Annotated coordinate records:
# # # # # # #

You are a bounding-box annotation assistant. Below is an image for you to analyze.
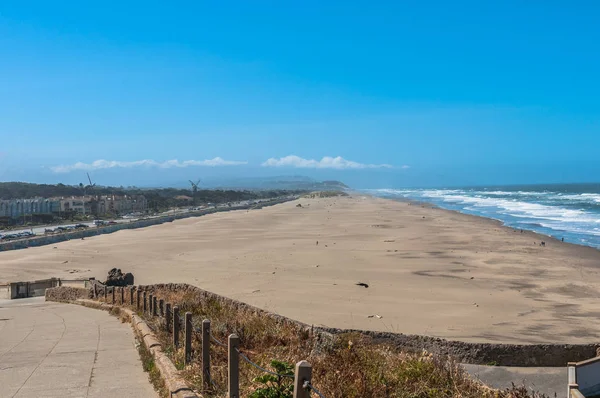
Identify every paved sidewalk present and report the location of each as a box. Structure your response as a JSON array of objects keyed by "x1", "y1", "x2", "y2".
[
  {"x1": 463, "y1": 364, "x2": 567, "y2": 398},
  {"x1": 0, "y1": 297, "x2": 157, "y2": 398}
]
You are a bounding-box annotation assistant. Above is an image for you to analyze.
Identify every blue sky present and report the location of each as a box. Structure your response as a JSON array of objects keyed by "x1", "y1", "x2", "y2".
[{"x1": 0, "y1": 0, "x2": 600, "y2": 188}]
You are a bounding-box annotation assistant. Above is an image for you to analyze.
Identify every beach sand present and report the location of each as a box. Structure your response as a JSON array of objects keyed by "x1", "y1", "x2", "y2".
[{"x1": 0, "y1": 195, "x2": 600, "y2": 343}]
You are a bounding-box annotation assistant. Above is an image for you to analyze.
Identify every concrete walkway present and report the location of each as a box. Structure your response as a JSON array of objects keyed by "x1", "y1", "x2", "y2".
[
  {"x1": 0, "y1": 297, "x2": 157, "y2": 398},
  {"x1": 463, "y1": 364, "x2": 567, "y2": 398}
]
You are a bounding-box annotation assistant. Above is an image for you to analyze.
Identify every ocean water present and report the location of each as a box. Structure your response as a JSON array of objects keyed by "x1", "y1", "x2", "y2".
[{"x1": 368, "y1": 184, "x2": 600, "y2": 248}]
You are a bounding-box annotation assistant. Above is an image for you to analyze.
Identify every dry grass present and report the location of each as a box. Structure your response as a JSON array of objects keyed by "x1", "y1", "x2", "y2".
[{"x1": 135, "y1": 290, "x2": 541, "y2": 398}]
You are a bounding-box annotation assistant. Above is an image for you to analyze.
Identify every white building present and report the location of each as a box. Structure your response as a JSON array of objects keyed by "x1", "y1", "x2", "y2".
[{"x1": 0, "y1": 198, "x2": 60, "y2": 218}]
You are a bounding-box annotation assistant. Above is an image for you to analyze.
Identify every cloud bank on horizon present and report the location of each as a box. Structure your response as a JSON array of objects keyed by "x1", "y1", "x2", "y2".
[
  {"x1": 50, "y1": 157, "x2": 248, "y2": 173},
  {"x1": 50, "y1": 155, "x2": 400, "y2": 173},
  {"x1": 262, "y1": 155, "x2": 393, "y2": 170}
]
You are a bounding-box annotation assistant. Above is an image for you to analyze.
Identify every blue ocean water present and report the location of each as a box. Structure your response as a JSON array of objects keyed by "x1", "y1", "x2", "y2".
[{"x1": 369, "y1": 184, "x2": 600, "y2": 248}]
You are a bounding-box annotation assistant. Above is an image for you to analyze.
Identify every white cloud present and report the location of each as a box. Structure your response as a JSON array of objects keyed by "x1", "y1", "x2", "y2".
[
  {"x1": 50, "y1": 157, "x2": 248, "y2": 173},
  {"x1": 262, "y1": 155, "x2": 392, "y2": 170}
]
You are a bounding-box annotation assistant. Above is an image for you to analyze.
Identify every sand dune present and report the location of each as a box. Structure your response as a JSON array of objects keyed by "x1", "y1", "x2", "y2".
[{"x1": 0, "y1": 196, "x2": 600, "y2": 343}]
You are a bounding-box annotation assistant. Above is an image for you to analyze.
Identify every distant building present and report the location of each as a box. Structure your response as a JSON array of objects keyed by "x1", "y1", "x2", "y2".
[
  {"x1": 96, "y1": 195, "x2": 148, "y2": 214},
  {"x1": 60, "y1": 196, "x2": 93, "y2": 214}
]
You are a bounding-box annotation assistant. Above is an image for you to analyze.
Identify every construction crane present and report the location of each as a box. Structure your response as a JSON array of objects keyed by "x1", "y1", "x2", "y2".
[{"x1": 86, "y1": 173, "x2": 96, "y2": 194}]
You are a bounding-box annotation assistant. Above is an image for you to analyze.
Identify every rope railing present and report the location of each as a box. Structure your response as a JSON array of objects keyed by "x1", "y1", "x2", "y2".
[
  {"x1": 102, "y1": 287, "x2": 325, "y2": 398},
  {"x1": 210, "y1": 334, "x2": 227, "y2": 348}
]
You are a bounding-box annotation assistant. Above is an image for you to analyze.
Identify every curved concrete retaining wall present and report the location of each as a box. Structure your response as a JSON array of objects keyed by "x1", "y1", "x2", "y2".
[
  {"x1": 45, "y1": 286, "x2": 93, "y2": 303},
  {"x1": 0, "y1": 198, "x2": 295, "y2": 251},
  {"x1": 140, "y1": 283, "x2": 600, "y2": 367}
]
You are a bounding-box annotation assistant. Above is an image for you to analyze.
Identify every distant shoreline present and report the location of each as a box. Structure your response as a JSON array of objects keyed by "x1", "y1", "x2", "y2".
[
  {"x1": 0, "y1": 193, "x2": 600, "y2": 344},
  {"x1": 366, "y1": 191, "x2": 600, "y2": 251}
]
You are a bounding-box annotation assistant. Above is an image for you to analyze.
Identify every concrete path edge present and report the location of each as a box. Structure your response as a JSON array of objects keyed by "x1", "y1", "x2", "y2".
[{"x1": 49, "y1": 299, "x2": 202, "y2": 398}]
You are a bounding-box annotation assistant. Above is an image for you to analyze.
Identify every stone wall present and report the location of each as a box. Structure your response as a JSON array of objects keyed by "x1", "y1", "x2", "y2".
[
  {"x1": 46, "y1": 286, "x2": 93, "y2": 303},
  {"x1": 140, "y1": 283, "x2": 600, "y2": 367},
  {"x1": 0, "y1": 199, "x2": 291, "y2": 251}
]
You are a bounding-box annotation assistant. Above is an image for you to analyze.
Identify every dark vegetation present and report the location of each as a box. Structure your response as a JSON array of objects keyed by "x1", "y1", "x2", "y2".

# # # # # # #

▶ **Your task**
Identify each line in the material above containing the string "cloud", and copy those lines out. Matching is case-sensitive.

▶ **Worked solution**
Identify every cloud bank on horizon present and report the location of each as a box. Structure your response as a JSON array of objects keyed by "x1", "y1", "x2", "y2".
Identify every white cloud present and report the location of each as a box. Structure your response as a JSON array of objects keyed by "x1", "y1", "x2", "y2".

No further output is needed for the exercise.